---------- Source material

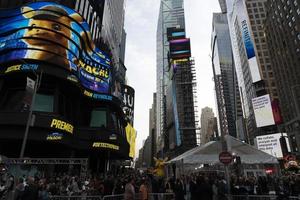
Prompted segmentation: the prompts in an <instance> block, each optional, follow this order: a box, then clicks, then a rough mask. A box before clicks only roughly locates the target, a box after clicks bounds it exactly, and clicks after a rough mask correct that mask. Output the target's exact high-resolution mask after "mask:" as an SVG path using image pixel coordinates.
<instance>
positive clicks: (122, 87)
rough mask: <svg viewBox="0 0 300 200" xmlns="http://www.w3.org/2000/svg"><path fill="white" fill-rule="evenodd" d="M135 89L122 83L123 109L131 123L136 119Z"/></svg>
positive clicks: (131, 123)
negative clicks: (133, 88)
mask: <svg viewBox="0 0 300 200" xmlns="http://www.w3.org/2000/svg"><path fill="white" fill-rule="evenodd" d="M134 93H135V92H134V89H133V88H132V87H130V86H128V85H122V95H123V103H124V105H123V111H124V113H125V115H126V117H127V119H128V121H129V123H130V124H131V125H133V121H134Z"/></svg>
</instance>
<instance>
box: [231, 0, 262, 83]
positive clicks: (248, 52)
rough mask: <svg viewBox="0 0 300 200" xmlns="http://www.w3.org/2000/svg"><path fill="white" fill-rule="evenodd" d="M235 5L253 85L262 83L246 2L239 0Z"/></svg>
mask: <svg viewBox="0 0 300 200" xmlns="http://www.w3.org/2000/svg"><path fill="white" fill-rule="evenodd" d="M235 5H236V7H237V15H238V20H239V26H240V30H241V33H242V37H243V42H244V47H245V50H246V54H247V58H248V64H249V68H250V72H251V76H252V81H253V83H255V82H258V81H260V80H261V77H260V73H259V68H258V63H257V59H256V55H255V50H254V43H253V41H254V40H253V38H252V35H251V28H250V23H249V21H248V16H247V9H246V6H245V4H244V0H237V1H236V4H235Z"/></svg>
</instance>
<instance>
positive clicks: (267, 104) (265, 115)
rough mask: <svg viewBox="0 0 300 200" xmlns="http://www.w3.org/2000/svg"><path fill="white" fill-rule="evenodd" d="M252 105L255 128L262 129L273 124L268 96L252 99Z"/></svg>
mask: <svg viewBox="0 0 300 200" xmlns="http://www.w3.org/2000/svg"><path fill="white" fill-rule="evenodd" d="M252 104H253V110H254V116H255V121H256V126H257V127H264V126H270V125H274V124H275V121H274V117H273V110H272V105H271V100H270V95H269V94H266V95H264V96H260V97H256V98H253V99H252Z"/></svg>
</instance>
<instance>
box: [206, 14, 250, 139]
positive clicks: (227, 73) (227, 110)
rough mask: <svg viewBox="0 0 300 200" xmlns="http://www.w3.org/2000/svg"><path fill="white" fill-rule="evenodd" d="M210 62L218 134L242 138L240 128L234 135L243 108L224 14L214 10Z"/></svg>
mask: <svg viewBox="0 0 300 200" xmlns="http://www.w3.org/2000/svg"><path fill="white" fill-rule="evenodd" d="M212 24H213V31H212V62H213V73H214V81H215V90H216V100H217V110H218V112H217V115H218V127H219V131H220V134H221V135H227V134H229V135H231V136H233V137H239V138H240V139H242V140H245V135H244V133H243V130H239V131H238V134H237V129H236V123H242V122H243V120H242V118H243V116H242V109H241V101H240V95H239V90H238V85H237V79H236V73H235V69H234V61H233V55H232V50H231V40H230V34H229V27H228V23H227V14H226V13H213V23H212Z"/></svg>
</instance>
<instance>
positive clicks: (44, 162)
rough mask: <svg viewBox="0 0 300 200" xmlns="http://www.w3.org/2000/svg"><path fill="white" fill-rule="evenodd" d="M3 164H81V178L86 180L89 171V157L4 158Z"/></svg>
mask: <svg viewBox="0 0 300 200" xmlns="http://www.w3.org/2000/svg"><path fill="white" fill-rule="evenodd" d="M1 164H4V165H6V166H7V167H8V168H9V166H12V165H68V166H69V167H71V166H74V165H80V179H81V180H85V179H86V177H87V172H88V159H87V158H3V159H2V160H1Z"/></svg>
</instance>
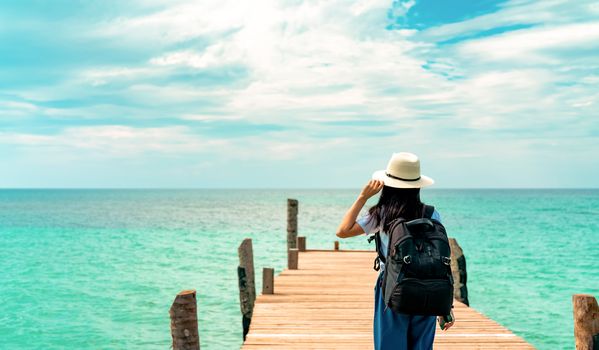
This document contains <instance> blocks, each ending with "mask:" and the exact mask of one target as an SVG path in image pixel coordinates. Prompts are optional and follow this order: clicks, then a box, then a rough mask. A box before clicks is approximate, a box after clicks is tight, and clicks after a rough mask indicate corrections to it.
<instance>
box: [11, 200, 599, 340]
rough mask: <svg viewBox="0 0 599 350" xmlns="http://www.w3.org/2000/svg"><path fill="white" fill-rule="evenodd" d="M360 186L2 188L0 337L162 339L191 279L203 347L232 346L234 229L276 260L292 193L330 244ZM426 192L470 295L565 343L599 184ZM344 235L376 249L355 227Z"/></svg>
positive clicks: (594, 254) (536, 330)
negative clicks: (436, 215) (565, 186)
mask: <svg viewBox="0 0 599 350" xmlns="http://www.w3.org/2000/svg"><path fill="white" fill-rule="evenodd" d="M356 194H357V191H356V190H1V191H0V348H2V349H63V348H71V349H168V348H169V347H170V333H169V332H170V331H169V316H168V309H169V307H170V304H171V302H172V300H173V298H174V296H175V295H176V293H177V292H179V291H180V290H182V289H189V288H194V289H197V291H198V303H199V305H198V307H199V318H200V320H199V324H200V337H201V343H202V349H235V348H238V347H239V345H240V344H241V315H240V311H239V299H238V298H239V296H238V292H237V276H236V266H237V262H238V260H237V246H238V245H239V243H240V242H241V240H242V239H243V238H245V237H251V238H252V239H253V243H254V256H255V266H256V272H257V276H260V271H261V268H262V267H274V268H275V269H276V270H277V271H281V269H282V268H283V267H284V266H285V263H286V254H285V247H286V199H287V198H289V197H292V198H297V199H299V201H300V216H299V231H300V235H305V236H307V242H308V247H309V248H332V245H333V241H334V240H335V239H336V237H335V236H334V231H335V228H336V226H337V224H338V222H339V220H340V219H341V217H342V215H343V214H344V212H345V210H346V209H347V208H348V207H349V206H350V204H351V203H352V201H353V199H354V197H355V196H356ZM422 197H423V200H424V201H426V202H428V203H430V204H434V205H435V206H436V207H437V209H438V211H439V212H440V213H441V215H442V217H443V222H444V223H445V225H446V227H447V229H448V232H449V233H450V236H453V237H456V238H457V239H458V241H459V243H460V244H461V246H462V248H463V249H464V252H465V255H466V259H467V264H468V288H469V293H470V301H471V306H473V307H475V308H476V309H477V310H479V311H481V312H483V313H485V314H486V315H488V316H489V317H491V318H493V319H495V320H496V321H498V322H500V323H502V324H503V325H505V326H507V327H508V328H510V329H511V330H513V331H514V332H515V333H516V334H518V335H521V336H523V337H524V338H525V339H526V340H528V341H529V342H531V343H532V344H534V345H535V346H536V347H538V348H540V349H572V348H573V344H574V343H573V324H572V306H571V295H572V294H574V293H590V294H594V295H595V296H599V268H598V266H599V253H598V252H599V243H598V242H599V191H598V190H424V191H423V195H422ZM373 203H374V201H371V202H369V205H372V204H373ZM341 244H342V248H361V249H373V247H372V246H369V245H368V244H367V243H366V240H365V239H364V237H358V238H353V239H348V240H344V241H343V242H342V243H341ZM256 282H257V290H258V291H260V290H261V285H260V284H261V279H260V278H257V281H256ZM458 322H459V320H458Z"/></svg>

--------------------

§ **Task description**
All the records need to be set down word for word, with the images left out.

§ **Written answer**
Prompted segmentation: the prompts in an <instance> block, each optional, follow this order: a box, then clicks, then a rough mask. A box before clicks only roughly locates the target, a box after clicks bounds it exactly, and clicks after a rough mask correct that mask. Output the target's exact high-resolution mask after "mask:" as an SVG path using image pixel coordinates.
<instance>
positive clicks: (122, 87)
rough mask: <svg viewBox="0 0 300 200" xmlns="http://www.w3.org/2000/svg"><path fill="white" fill-rule="evenodd" d="M135 89L122 83L123 109L131 123L136 119Z"/></svg>
positive clicks: (131, 123)
negative clicks: (133, 88)
mask: <svg viewBox="0 0 300 200" xmlns="http://www.w3.org/2000/svg"><path fill="white" fill-rule="evenodd" d="M134 93H135V92H134V89H133V88H132V87H130V86H128V85H122V95H123V103H124V105H123V111H124V113H125V115H126V117H127V119H128V121H129V123H130V124H131V125H133V121H134Z"/></svg>
</instance>
<instance>
box: [231, 0, 262, 83]
positive clicks: (248, 52)
rough mask: <svg viewBox="0 0 300 200" xmlns="http://www.w3.org/2000/svg"><path fill="white" fill-rule="evenodd" d="M235 5L253 85L262 83L246 2L239 0Z"/></svg>
mask: <svg viewBox="0 0 300 200" xmlns="http://www.w3.org/2000/svg"><path fill="white" fill-rule="evenodd" d="M235 5H236V7H237V15H238V20H239V26H240V30H241V33H242V37H243V42H244V47H245V50H246V54H247V58H248V64H249V68H250V72H251V76H252V81H253V83H255V82H258V81H260V80H261V77H260V73H259V68H258V63H257V59H256V55H255V50H254V43H253V41H254V40H253V38H252V35H251V28H250V23H249V21H248V16H247V9H246V6H245V4H244V0H237V1H236V4H235Z"/></svg>
</instance>
<instance>
positive clicks: (267, 104) (265, 115)
rough mask: <svg viewBox="0 0 300 200" xmlns="http://www.w3.org/2000/svg"><path fill="white" fill-rule="evenodd" d="M252 105L255 128L262 129L273 124L268 96L252 99Z"/></svg>
mask: <svg viewBox="0 0 300 200" xmlns="http://www.w3.org/2000/svg"><path fill="white" fill-rule="evenodd" d="M252 104H253V110H254V116H255V121H256V126H257V127H264V126H270V125H274V124H275V121H274V117H273V110H272V105H271V100H270V95H269V94H266V95H264V96H260V97H256V98H253V99H252Z"/></svg>
</instance>
<instance>
box: [206, 14, 250, 139]
positive clicks: (227, 73) (227, 110)
rough mask: <svg viewBox="0 0 300 200" xmlns="http://www.w3.org/2000/svg"><path fill="white" fill-rule="evenodd" d="M210 62L218 134L242 138L240 128L234 135L243 108L224 14L214 10Z"/></svg>
mask: <svg viewBox="0 0 300 200" xmlns="http://www.w3.org/2000/svg"><path fill="white" fill-rule="evenodd" d="M212 24H213V31H212V62H213V73H214V81H215V90H216V100H217V110H218V112H217V115H218V127H219V131H220V134H221V135H227V134H229V135H231V136H233V137H239V138H240V139H242V140H245V135H244V133H243V130H239V131H238V134H237V129H236V123H242V122H243V120H242V118H243V116H242V109H241V101H240V95H239V90H238V85H237V79H236V73H235V69H234V61H233V55H232V50H231V40H230V34H229V27H228V23H227V14H226V13H213V23H212Z"/></svg>
</instance>
<instance>
positive clicks: (44, 162)
rough mask: <svg viewBox="0 0 300 200" xmlns="http://www.w3.org/2000/svg"><path fill="white" fill-rule="evenodd" d="M3 164H81V178L86 180L89 171V157L4 158Z"/></svg>
mask: <svg viewBox="0 0 300 200" xmlns="http://www.w3.org/2000/svg"><path fill="white" fill-rule="evenodd" d="M1 164H4V165H6V166H7V167H8V168H9V166H12V165H68V166H69V167H71V166H74V165H80V179H81V180H85V179H86V177H87V172H88V159H87V158H3V159H2V160H1Z"/></svg>
</instance>
This document contains <instance> blocks, each ending with "mask:" and the exact mask of one target as an SVG path in image pixel coordinates. Prompts are optional and follow this order: clicks, then a box, then a rough mask. A box before clicks is approximate, a box after clicks is tight, and clicks after a rough mask indicate corrections to it.
<instance>
box: [11, 200, 599, 340]
rough mask: <svg viewBox="0 0 599 350" xmlns="http://www.w3.org/2000/svg"><path fill="white" fill-rule="evenodd" d="M360 186L2 188L0 337L162 339L191 279L203 347L232 346L234 229L276 260L292 193L330 244ZM426 192L470 295L565 343L599 184ZM344 235L376 249L355 227Z"/></svg>
positive clicks: (594, 254) (536, 330)
negative clicks: (436, 215) (565, 186)
mask: <svg viewBox="0 0 599 350" xmlns="http://www.w3.org/2000/svg"><path fill="white" fill-rule="evenodd" d="M356 194H357V191H356V190H1V191H0V348H2V349H63V348H71V349H168V348H169V347H170V333H169V332H170V331H169V316H168V309H169V307H170V304H171V302H172V300H173V298H174V296H175V295H176V293H177V292H179V291H180V290H182V289H189V288H194V289H197V291H198V303H199V305H198V307H199V318H200V320H199V324H200V337H201V343H202V349H235V348H238V347H239V345H240V344H241V315H240V311H239V299H238V298H239V296H238V292H237V276H236V266H237V262H238V260H237V246H238V245H239V243H240V242H241V240H242V239H243V238H245V237H251V238H252V239H253V243H254V256H255V266H256V272H257V276H260V271H261V268H262V267H274V268H275V269H276V270H277V271H281V269H282V268H283V267H284V266H285V263H286V254H285V247H286V199H287V198H289V197H292V198H297V199H299V201H300V216H299V231H300V235H305V236H307V242H308V247H309V248H332V245H333V241H334V240H335V239H336V237H335V236H334V231H335V228H336V226H337V224H338V222H339V220H340V219H341V217H342V215H343V214H344V212H345V210H346V209H347V208H348V207H349V206H350V204H351V203H352V201H353V199H354V197H355V196H356ZM422 197H423V200H424V201H426V202H428V203H430V204H434V205H435V206H436V207H437V209H438V211H439V212H440V213H441V215H442V217H443V222H444V223H445V225H446V227H447V229H448V232H449V233H450V236H453V237H456V238H457V239H458V241H459V243H460V244H461V246H462V248H463V249H464V252H465V255H466V259H467V264H468V288H469V293H470V301H471V306H473V307H475V308H476V309H477V310H479V311H481V312H483V313H485V314H486V315H488V316H489V317H491V318H493V319H495V320H496V321H498V322H500V323H502V324H503V325H505V326H507V327H508V328H510V329H511V330H513V331H514V332H515V333H516V334H518V335H521V336H523V337H524V338H525V339H526V340H528V341H529V342H531V343H532V344H534V345H535V346H536V347H538V348H540V349H572V348H573V344H574V343H573V324H572V306H571V295H572V294H574V293H590V294H594V295H595V296H599V268H598V266H599V253H598V252H599V243H598V242H599V191H598V190H424V191H423V195H422ZM373 203H374V201H371V202H369V205H372V204H373ZM341 244H342V248H361V249H373V247H372V246H369V245H368V244H367V243H366V240H365V239H364V237H358V238H353V239H348V240H344V241H343V242H342V243H341ZM256 282H257V290H258V291H260V290H261V285H260V284H261V279H260V278H257V281H256ZM458 322H459V320H458Z"/></svg>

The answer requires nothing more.